(Collected data)
▬▬▬
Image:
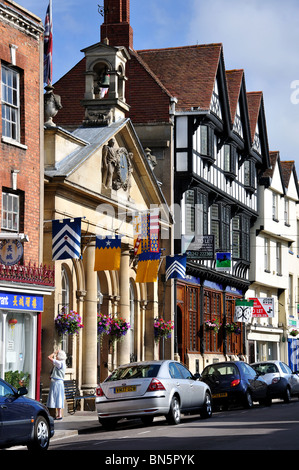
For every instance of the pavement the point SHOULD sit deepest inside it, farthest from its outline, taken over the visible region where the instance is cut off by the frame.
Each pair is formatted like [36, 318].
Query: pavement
[78, 423]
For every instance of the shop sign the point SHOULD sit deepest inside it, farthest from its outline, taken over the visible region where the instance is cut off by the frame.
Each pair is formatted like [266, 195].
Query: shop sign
[263, 307]
[26, 302]
[11, 251]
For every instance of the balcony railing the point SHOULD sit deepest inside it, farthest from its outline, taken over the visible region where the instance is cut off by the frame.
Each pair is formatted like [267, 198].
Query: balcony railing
[30, 274]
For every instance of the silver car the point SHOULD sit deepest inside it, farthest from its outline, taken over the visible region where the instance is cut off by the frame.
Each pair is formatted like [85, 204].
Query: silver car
[282, 382]
[147, 389]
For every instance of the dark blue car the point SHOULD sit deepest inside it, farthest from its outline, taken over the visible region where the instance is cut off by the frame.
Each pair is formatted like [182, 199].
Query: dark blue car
[235, 382]
[23, 421]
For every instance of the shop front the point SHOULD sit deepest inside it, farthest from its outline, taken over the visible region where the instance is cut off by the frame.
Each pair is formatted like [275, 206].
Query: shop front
[20, 338]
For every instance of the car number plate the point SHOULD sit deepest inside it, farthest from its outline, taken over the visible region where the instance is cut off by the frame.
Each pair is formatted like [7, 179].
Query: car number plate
[219, 395]
[131, 388]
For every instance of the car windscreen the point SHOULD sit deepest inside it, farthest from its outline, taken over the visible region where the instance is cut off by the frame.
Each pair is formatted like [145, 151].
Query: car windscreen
[221, 369]
[265, 368]
[134, 372]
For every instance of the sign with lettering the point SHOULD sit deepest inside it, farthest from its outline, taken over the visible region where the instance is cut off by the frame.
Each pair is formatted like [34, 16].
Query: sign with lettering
[263, 307]
[11, 251]
[26, 302]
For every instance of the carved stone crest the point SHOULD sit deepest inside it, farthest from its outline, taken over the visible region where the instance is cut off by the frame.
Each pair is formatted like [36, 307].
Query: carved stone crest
[116, 167]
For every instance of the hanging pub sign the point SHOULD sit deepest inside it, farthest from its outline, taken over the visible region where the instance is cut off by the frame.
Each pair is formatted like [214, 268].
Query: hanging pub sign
[18, 301]
[243, 310]
[263, 307]
[201, 247]
[223, 261]
[11, 251]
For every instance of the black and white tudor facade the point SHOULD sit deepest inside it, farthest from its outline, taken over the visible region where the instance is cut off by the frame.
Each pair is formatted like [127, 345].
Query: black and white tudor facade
[218, 160]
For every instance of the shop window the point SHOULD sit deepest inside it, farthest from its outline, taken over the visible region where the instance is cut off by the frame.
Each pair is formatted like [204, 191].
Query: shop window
[212, 312]
[66, 342]
[241, 237]
[233, 340]
[193, 318]
[18, 354]
[133, 356]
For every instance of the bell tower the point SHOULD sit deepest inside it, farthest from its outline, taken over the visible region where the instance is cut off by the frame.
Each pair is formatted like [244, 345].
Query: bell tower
[104, 98]
[116, 27]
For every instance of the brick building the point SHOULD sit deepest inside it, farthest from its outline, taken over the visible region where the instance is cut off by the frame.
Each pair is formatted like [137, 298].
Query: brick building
[23, 281]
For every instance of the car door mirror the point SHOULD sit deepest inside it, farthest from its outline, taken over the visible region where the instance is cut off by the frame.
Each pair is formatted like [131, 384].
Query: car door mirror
[22, 391]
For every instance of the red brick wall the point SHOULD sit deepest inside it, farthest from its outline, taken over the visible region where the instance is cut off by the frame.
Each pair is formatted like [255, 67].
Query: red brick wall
[27, 161]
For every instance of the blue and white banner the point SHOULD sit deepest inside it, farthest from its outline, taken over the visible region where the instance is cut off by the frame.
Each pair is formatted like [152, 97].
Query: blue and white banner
[175, 267]
[28, 302]
[66, 239]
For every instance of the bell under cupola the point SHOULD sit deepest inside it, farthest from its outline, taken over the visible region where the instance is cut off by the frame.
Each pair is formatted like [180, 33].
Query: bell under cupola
[105, 79]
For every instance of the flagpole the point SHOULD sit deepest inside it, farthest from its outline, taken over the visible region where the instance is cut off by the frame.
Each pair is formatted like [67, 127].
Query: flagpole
[51, 25]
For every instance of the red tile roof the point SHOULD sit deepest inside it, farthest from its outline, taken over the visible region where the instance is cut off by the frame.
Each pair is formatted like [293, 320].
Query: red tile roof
[234, 82]
[188, 73]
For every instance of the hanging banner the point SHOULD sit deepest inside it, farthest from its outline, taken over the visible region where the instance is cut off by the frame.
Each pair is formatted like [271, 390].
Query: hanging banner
[11, 251]
[263, 307]
[243, 311]
[293, 352]
[223, 261]
[201, 247]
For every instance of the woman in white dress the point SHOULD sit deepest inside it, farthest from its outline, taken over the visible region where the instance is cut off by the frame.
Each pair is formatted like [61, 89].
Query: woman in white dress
[56, 392]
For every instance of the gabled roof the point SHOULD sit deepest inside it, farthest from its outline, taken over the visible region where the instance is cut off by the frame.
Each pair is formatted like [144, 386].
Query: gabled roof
[289, 169]
[256, 113]
[237, 94]
[234, 80]
[268, 175]
[188, 73]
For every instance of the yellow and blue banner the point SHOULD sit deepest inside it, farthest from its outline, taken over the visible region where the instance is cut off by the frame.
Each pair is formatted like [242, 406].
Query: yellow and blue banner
[107, 254]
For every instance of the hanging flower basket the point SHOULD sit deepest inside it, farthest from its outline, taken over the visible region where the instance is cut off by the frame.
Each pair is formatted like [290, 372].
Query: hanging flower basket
[212, 325]
[68, 323]
[162, 329]
[104, 323]
[294, 332]
[118, 328]
[232, 328]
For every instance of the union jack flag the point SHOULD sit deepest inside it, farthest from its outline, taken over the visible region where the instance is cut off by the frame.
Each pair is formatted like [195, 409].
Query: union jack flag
[48, 46]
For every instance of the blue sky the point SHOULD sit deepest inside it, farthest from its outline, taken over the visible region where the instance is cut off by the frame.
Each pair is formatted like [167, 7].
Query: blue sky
[261, 37]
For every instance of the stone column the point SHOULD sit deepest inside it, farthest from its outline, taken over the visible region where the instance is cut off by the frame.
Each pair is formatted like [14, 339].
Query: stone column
[89, 360]
[124, 306]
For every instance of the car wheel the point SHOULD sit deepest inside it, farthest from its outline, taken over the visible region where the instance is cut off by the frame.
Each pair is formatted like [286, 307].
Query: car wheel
[147, 420]
[174, 415]
[206, 411]
[108, 423]
[287, 395]
[248, 402]
[41, 437]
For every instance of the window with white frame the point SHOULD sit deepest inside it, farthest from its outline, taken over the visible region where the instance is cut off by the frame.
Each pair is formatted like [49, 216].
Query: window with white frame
[267, 254]
[286, 212]
[278, 258]
[10, 212]
[275, 206]
[220, 226]
[196, 212]
[10, 103]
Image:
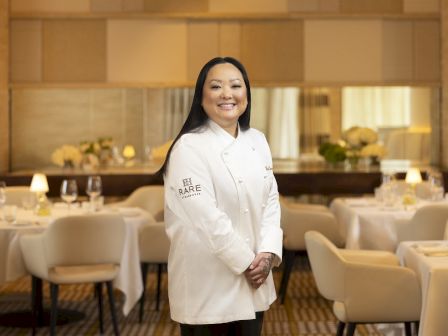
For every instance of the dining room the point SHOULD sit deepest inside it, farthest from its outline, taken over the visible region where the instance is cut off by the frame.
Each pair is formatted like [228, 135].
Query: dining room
[351, 97]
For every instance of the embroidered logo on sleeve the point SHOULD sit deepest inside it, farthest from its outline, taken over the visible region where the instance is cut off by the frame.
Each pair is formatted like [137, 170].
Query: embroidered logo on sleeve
[189, 189]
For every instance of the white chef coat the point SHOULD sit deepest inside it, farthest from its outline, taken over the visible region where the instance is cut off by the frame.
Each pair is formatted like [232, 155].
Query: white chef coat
[221, 209]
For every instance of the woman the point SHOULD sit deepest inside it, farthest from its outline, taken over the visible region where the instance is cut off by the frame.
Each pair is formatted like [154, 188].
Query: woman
[221, 210]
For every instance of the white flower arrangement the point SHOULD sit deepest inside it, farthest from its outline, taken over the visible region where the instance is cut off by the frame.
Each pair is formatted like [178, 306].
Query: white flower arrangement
[373, 150]
[67, 155]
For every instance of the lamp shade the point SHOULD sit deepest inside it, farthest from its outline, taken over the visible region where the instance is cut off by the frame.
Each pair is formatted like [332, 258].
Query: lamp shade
[413, 176]
[129, 152]
[39, 183]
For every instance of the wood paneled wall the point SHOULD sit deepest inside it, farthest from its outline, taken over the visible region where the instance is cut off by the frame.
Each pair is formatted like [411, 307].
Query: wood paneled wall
[152, 51]
[4, 83]
[444, 71]
[99, 43]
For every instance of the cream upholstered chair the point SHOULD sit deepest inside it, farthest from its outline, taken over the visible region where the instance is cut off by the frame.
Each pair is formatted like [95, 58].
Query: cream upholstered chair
[73, 250]
[366, 286]
[153, 241]
[422, 189]
[154, 248]
[15, 194]
[150, 198]
[295, 221]
[428, 223]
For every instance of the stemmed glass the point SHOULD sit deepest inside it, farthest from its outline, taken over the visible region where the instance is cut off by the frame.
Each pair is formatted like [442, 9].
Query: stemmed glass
[94, 188]
[2, 193]
[69, 191]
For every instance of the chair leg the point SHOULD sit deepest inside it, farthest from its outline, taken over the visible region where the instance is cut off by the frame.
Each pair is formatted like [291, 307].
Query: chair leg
[144, 267]
[110, 292]
[54, 290]
[99, 295]
[34, 303]
[417, 326]
[288, 264]
[351, 327]
[408, 329]
[341, 327]
[159, 280]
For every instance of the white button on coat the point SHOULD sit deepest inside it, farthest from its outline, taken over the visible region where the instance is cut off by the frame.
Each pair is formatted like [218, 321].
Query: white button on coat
[212, 243]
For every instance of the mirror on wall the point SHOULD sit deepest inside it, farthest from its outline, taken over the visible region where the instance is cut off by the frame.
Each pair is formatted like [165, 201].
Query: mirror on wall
[296, 120]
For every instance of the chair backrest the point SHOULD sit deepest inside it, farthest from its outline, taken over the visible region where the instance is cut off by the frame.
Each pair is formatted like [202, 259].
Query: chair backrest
[14, 194]
[85, 240]
[154, 245]
[295, 221]
[428, 223]
[422, 189]
[327, 265]
[150, 198]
▬▬▬
_To be done_.
Only the lines from the one containing "For every instance of the white button" to the end of the data should be printed, exactly as they stand.

_Completed exercise_.
For every instance of the white button on coat the point SHOULD sit deepest inside it, farthest from its outline, taken over the visible region where the instance is cut off by the frame.
Each pair is formatted like [218, 321].
Query: white button on coat
[212, 243]
For every instance of the mirror on wall the point SHOULD sit deepest inside it, farthest from its outline, taken over the visible region where the instance is cut off by the frame.
Each pair is formatted like [165, 201].
Query: mirror on wall
[296, 120]
For every instance of the chair backrest the point SHOULD sit deepest inside it, farthest from its outline, taken over the visible region where the instance is cut off by the frame.
Each pair is formatted like [202, 259].
Query: chair backrest
[14, 194]
[85, 240]
[154, 245]
[295, 221]
[428, 223]
[422, 189]
[327, 265]
[150, 198]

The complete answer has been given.